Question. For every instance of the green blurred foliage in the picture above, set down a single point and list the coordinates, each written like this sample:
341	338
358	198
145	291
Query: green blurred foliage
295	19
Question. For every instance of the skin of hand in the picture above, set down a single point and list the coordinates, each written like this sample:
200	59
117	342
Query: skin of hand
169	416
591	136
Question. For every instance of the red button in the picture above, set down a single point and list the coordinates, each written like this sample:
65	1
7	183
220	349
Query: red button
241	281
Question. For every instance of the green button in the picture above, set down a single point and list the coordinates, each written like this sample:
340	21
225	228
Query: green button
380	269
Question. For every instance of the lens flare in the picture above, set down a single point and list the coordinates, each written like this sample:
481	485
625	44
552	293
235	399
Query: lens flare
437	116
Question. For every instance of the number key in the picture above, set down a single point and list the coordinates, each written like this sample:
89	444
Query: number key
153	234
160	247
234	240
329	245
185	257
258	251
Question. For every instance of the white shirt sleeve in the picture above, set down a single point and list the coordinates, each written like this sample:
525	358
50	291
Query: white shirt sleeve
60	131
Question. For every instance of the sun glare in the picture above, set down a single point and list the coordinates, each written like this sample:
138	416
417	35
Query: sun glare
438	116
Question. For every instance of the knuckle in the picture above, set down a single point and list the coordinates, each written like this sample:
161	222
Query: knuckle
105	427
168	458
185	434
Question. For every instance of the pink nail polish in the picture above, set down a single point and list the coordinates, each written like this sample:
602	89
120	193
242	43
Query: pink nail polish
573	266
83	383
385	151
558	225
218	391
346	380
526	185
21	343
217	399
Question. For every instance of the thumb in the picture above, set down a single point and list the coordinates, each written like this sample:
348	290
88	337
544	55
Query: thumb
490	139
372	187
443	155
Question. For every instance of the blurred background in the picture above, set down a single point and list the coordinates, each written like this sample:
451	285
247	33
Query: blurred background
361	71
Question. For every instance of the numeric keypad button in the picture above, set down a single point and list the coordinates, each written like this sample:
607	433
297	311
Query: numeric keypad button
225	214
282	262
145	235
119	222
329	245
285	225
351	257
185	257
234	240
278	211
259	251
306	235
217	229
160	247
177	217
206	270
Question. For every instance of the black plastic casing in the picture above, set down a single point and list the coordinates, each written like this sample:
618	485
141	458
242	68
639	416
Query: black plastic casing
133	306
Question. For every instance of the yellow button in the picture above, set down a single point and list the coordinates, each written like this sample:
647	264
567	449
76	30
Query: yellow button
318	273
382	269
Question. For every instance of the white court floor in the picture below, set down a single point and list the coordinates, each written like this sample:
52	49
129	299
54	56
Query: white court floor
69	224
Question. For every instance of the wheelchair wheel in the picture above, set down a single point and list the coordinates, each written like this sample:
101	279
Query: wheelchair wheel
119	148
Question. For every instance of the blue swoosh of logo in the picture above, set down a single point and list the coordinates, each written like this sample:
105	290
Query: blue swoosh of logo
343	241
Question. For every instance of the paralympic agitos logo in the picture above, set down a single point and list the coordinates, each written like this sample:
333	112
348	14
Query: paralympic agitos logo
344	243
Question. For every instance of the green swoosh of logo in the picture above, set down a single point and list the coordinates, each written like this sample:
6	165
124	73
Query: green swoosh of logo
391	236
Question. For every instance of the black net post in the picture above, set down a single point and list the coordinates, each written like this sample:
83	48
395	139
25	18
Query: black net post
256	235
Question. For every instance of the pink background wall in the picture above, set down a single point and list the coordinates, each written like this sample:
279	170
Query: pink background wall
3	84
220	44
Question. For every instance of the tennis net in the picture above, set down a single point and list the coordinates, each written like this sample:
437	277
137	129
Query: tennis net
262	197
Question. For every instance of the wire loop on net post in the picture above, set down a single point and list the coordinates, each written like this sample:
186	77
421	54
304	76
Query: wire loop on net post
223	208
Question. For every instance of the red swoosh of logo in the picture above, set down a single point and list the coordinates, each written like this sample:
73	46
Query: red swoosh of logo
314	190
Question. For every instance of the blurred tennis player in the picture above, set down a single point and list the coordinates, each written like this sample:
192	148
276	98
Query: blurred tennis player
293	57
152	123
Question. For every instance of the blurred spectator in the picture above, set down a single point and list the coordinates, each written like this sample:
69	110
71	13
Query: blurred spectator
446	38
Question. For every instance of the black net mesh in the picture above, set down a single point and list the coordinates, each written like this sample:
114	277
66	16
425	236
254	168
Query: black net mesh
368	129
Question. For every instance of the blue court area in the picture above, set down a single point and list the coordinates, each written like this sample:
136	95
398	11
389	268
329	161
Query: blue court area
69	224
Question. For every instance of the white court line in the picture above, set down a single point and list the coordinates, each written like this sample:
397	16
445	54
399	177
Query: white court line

_What is expected_:
Arrange every line of the records above as a Markdown table with the columns Row and Line. Number the lines in order and omit any blank lines.

_The reply_:
| Row | Line |
|---|---|
| 1 | Question. For every instance of the green blurred foliage in the picture above, set down a single point and list the coordinates, each written like this sample: |
| 2 | 341	338 |
| 3 | 358	198 |
| 4 | 145	291 |
| 5 | Query: green blurred foliage |
| 6 | 295	19 |
| 7 | Question. For every instance of the skin of hand in the picture above, set down a single point and list the coordinates, each written like this sample: |
| 8 | 200	59 |
| 9 | 117	342 |
| 10 | Query: skin of hand |
| 11 | 169	416 |
| 12 | 591	136 |
| 13 | Question. For every instance of the red button in the picture above, set down a single point and list the coordinates, each written like this sample: |
| 14 | 65	1 |
| 15 | 7	183 |
| 16 | 220	349 |
| 17 | Query: red button |
| 18 | 241	281 |
| 19 | Question. For every instance of the green button in the picture above, set down a single point and list the coordinates, each written like this sample: |
| 20 | 340	21 |
| 21 | 225	228 |
| 22 | Query: green button |
| 23 | 380	269 |
| 24 | Question. For every instance of the lens flare in the picture above, set down a single point and list the coordinates, each written like this sample: |
| 25 | 481	485 |
| 26 | 625	44 |
| 27 | 552	293 |
| 28 | 235	399 |
| 29 | Query: lens flare |
| 30 | 437	116 |
| 31 | Question. For every instance of the number key in the picture above, set down a single point and list the coordinates, each written like this sample: |
| 32 | 89	444 |
| 33 | Query: number key |
| 34 | 153	234 |
| 35 | 160	247 |
| 36 | 234	240 |
| 37 | 329	245 |
| 38 | 185	257 |
| 39 | 258	251 |
| 40 | Question. For every instance of the white shirt sleeve in the picture above, set down a single point and list the coordinates, each written like this sample: |
| 41 | 525	358 |
| 42 | 50	291 |
| 43 | Query: white shirt sleeve |
| 44 | 60	131 |
| 45 | Question. For every instance of the sun glare in the picture above, set down a single point and list the coordinates, each written like this sample: |
| 46 | 138	416 |
| 47 | 417	35 |
| 48 | Query: sun glare |
| 49 | 438	116 |
| 50 | Question. For every instance of the knuckle in the picture above, set down a single point and list the coordinates, each written like this sample: |
| 51 | 161	222 |
| 52 | Query: knuckle |
| 53 | 105	427 |
| 54 | 168	458 |
| 55 | 185	434 |
| 56 | Question. For every instance of the pink nail polish in the picture above, set down a single point and list the coordinates, each written like this sample: |
| 57 | 602	89 |
| 58 | 120	193 |
| 59 | 242	43 |
| 60 | Query: pink nail polish |
| 61 | 573	266 |
| 62 | 83	383 |
| 63 | 385	151 |
| 64 | 558	225 |
| 65 | 218	391 |
| 66 | 346	380 |
| 67 | 526	185 |
| 68 | 21	343 |
| 69 | 217	399 |
| 70 | Question. For every instance of the thumb in the picture above, set down a single point and list the coordinates, each written like this sample: |
| 71 | 348	290 |
| 72 | 88	337 |
| 73 | 544	55 |
| 74 | Query: thumb |
| 75 | 490	139 |
| 76 | 372	187 |
| 77 | 443	155 |
| 78 | Question. For every instance of the blurred background in the picture above, set down a single point and list the coordinates, each written like this sample: |
| 79 | 451	285 |
| 80 | 247	33 |
| 81 | Query: blurred background |
| 82 | 361	71 |
| 83 | Question. For every instance of the numeric keypad button in the picture above, set down a single point and list the coordinates, each written like this sample: |
| 84 | 607	433 |
| 85 | 297	311 |
| 86 | Query: numeric keypad button |
| 87 | 225	214 |
| 88 | 282	262 |
| 89 | 145	235 |
| 90 | 119	222 |
| 91 | 329	245 |
| 92 | 285	225 |
| 93 | 351	257 |
| 94 | 185	257 |
| 95 | 234	240 |
| 96 | 278	211 |
| 97 | 259	251 |
| 98 | 306	235 |
| 99 | 217	229 |
| 100 | 160	247 |
| 101 | 177	217 |
| 102 | 206	270 |
| 103 | Question. For every instance of the black plastic casing in the picture above, set down a single point and list the coordinates, each written like this sample: |
| 104 | 618	485 |
| 105 | 141	458 |
| 106 | 242	68 |
| 107 | 639	416 |
| 108 | Query: black plastic casing |
| 109 | 133	306 |
| 110 | Question. For every instance of the yellow button in the picture above, set down a single point and list the coordinates, each written like this sample: |
| 111 | 647	264 |
| 112 | 567	449 |
| 113 | 76	30 |
| 114 | Query: yellow button |
| 115 | 318	273 |
| 116 | 382	269 |
| 117 | Question. For every instance of the white court floor in the picture below, set down a single point and list the coordinates, each written like this sample: |
| 118 | 52	49 |
| 119 | 129	299 |
| 120 | 54	56 |
| 121 | Query: white court floor |
| 122 | 69	224 |
| 123 | Question. For every instance of the wheelchair wheel in the picture above, set down a single point and list the coordinates, each written like this sample: |
| 124 | 101	279 |
| 125 | Query: wheelchair wheel |
| 126 | 119	148 |
| 127 | Question. For every instance of the blue swoosh of logo in the picture above, set down a single point and list the coordinates, each written like this sample: |
| 128 | 105	290 |
| 129 | Query: blue swoosh of logo |
| 130 | 343	241 |
| 131 | Question. For every instance of the paralympic agitos logo in the picture above, set down a single point and list the coordinates, each written like this sample: |
| 132 | 333	112 |
| 133 | 348	14 |
| 134 | Query: paralympic agitos logo |
| 135 | 344	243 |
| 136 | Question. For every instance of the green swoosh of logo in the picture above, set down a single point and list the coordinates, each written like this sample: |
| 137 | 6	165 |
| 138 | 124	73 |
| 139 | Query: green swoosh of logo |
| 140 | 391	236 |
| 141 | Question. For every instance of the black net post in the picture above, set down a single point and list the coordinates, each written like this sample: |
| 142 | 83	48 |
| 143 | 395	139 |
| 144 | 25	18 |
| 145 | Query: black net post |
| 146 | 256	235 |
| 147 | Question. For every instance of the pink background wall in the picture above, set down a single point and list the coordinates, each written like this sample: |
| 148 | 279	170 |
| 149 | Query: pink background wall |
| 150 | 3	84 |
| 151 | 220	44 |
| 152 | Question. For every instance of the tennis net in the picture above, set down a single point and list the coordinates, each written like this sample: |
| 153 | 437	277 |
| 154 | 137	129 |
| 155 | Query: tennis net |
| 156 | 262	197 |
| 157 | Question. For every instance of the wire loop on net post in the picture above, set down a single point and list the coordinates, each written like this sample: |
| 158 | 186	77 |
| 159 | 421	54 |
| 160 | 304	76 |
| 161 | Query: wire loop on net post |
| 162 | 223	208 |
| 163 | Question. For every instance of the red swoosh of logo in the picture above, set down a single point and list the coordinates, each written like this sample: |
| 164 | 73	46 |
| 165 | Query: red swoosh of logo |
| 166 | 314	190 |
| 167 | Question. For every instance of the blurred tennis player in the picture above, set down a single point and list the coordinates, each written like this sample: |
| 168 | 192	148 |
| 169 | 276	98 |
| 170 | Query: blurred tennis player |
| 171 | 293	57 |
| 172 | 152	123 |
| 173 | Question. For every instance of the blurred spectator in the picture above, set down a single point and list the coordinates, each written like this sample: |
| 174 | 69	110 |
| 175 | 71	13 |
| 176 | Query: blurred spectator |
| 177 | 446	38 |
| 178 | Question. For every instance of the black net mesh in the picture above, set down a single point and list the coordinates, each written like this sample: |
| 179 | 114	277 |
| 180 | 66	16 |
| 181 | 425	236 |
| 182 | 254	168 |
| 183 | Query: black net mesh |
| 184 | 368	129 |
| 185 | Question. For every instance of the blue court area in the picture above, set down a single point and list the coordinates, each written like this sample: |
| 186 | 136	95 |
| 187 | 398	11 |
| 188 | 389	268 |
| 189 | 329	161 |
| 190 | Query: blue court area |
| 191 | 69	224 |
| 192 | Question. For every instance of the white court line in the picture above, set down a single point and list the coordinates, each written like this sample: |
| 193 | 397	16 |
| 194 | 445	54 |
| 195 | 399	177 |
| 196 | Query: white court line |